* WHAT TO DO *
Rewrite every one of the records below, replacing "Annotation job" with "Labeling task" and leaving all other text unchanged. Omit the pictures from your answer.

* DATA PROVIDED *
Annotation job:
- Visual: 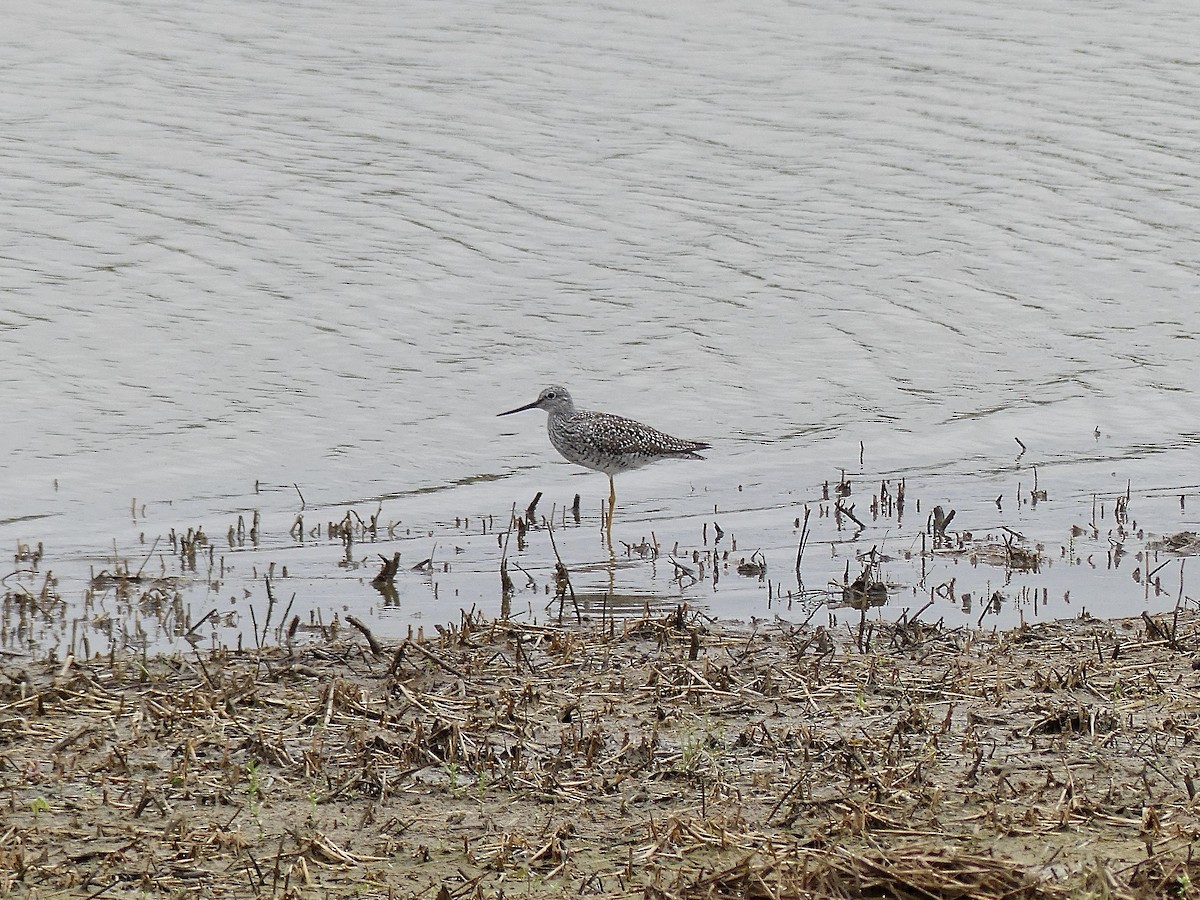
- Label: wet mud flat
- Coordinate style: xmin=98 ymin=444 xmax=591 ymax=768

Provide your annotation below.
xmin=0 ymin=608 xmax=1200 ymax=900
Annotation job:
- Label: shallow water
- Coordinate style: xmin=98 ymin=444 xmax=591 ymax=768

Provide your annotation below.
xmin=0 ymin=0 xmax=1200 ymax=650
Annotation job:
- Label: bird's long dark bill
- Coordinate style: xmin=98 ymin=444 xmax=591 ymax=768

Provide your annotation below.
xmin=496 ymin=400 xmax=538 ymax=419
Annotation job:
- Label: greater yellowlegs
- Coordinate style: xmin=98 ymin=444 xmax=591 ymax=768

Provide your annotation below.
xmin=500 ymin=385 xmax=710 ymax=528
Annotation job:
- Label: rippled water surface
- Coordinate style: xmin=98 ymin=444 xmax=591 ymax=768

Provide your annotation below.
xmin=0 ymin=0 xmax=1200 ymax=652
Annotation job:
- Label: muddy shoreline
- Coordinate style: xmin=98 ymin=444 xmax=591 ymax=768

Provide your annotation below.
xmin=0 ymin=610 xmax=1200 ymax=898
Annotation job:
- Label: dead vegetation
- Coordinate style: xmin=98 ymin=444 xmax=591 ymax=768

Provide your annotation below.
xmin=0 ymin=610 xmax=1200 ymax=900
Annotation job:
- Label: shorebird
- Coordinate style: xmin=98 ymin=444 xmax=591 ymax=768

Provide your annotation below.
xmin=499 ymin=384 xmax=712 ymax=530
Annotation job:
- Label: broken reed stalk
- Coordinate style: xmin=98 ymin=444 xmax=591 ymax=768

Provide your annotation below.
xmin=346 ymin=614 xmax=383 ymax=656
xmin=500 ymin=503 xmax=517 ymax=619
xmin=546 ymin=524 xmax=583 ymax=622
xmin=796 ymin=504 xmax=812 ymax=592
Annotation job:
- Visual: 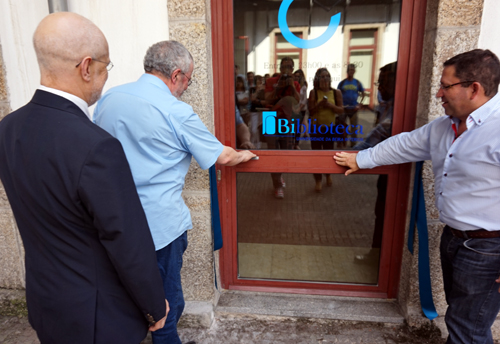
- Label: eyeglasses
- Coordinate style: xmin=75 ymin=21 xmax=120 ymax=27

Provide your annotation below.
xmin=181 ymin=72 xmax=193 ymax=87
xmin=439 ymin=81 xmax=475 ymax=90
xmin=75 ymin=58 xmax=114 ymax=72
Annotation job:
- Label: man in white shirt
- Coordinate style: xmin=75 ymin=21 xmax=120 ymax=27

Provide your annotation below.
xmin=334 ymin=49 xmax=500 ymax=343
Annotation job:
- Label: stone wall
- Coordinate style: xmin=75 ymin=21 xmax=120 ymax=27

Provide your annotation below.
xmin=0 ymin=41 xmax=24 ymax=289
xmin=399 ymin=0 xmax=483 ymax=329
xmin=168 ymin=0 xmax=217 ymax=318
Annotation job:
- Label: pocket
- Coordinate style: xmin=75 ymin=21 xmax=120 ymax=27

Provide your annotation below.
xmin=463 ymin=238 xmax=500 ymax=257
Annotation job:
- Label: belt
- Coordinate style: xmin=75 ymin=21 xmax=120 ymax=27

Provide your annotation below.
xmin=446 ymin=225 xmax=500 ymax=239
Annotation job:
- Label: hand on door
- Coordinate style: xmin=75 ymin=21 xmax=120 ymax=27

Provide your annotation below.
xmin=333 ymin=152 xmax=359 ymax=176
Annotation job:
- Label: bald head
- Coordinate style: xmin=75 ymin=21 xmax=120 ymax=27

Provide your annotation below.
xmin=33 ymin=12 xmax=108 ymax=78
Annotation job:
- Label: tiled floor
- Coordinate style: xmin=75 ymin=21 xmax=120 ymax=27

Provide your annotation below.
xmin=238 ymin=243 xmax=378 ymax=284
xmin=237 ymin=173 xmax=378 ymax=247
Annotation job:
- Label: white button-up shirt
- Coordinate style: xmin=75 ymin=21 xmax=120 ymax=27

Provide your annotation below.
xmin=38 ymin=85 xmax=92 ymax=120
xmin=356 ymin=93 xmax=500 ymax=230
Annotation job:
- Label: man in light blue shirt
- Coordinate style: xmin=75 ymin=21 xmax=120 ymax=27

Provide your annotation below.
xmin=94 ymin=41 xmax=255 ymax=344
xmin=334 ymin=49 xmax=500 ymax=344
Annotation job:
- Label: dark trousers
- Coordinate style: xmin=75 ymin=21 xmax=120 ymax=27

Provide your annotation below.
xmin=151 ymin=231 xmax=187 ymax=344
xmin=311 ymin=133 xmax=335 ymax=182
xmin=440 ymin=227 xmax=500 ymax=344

* EXERCISE SOLUTION *
Labeling task:
- Visual: 
- Label: wet mud flat
- Coordinate style: xmin=98 ymin=444 xmax=591 ymax=768

Provide your annotation below.
xmin=0 ymin=608 xmax=1200 ymax=900
Labeling task:
- Label: shallow water
- Coordinate style: xmin=98 ymin=444 xmax=591 ymax=768

Provide your annotation below.
xmin=0 ymin=0 xmax=1200 ymax=650
Labeling task:
- Label: bird's long dark bill
- Coordinate style: xmin=98 ymin=444 xmax=591 ymax=768

Provide your annotation below.
xmin=496 ymin=400 xmax=538 ymax=419
Labeling task:
- Label: greater yellowlegs
- Coordinate style: xmin=98 ymin=444 xmax=591 ymax=768

Provide your annotation below.
xmin=500 ymin=385 xmax=710 ymax=528
Labeling task:
- Label: rippled water surface
- Coordinate style: xmin=98 ymin=444 xmax=591 ymax=768

Provide your annotation below.
xmin=0 ymin=0 xmax=1200 ymax=652
Labeling task:
- Label: muddy shoreline
- Coordinate style: xmin=98 ymin=444 xmax=591 ymax=768

Provide your annotation below.
xmin=0 ymin=610 xmax=1200 ymax=898
Labeling task:
- Label: dead vegetation
- Coordinate style: xmin=98 ymin=444 xmax=591 ymax=768

Provide your annotation below.
xmin=0 ymin=610 xmax=1200 ymax=900
Labeling task:
- Label: shorebird
- Coordinate style: xmin=98 ymin=444 xmax=591 ymax=768

Provide your annotation below.
xmin=499 ymin=384 xmax=712 ymax=530
Labeling task:
- Label: broken reed stalk
- Coordinate style: xmin=98 ymin=444 xmax=591 ymax=768

Provide your annotation below.
xmin=346 ymin=614 xmax=383 ymax=656
xmin=500 ymin=503 xmax=517 ymax=619
xmin=546 ymin=524 xmax=583 ymax=622
xmin=796 ymin=504 xmax=812 ymax=592
Labeling task:
- Visual: 
- Label: eyeglasses
- Coordinate style: xmin=75 ymin=21 xmax=120 ymax=27

Provide your annotation below.
xmin=181 ymin=72 xmax=193 ymax=87
xmin=439 ymin=81 xmax=475 ymax=90
xmin=75 ymin=58 xmax=114 ymax=72
Labeling task:
- Label: man in white shirt
- Coordinate style: xmin=75 ymin=21 xmax=120 ymax=27

Provide your annotation below.
xmin=334 ymin=49 xmax=500 ymax=343
Labeling task:
- Label: stone wall
- Coordinate style: xmin=75 ymin=21 xmax=120 ymax=27

Provide your annotation below.
xmin=0 ymin=41 xmax=24 ymax=289
xmin=399 ymin=0 xmax=483 ymax=329
xmin=168 ymin=0 xmax=217 ymax=318
Labeling task:
- Label: pocket
- Coordinate style: xmin=75 ymin=21 xmax=120 ymax=27

Provide your annotation below.
xmin=463 ymin=238 xmax=500 ymax=257
Labeling task:
- Label: belt
- Coordinate style: xmin=75 ymin=21 xmax=120 ymax=27

Provide your annotation below.
xmin=446 ymin=225 xmax=500 ymax=239
Labeling task:
- Label: hand on door
- Coordinate style: xmin=75 ymin=21 xmax=120 ymax=27

Provide your annotation below.
xmin=333 ymin=152 xmax=359 ymax=176
Labeling task:
- Label: bald head
- Coordinate style: xmin=75 ymin=21 xmax=120 ymax=27

Provide your annotation below.
xmin=33 ymin=12 xmax=108 ymax=78
Labeling task:
- Label: tiled floor
- Coordinate style: xmin=75 ymin=21 xmax=120 ymax=27

Provide your annotation below.
xmin=238 ymin=243 xmax=378 ymax=284
xmin=237 ymin=173 xmax=378 ymax=247
Labeling task:
- Label: white button-up shirt
- Coordinate style: xmin=75 ymin=21 xmax=120 ymax=27

Provide your annotation below.
xmin=38 ymin=85 xmax=92 ymax=120
xmin=356 ymin=93 xmax=500 ymax=230
Labeling task:
- Label: man in light blue shirt
- Coordinate style: xmin=75 ymin=21 xmax=120 ymax=27

Provide your annotation below.
xmin=94 ymin=41 xmax=255 ymax=344
xmin=334 ymin=49 xmax=500 ymax=344
Labeling task:
- Label: dark trousers
- Coordinate style: xmin=75 ymin=21 xmax=120 ymax=27

Provide your annotation below.
xmin=151 ymin=231 xmax=187 ymax=344
xmin=311 ymin=133 xmax=335 ymax=182
xmin=440 ymin=227 xmax=500 ymax=344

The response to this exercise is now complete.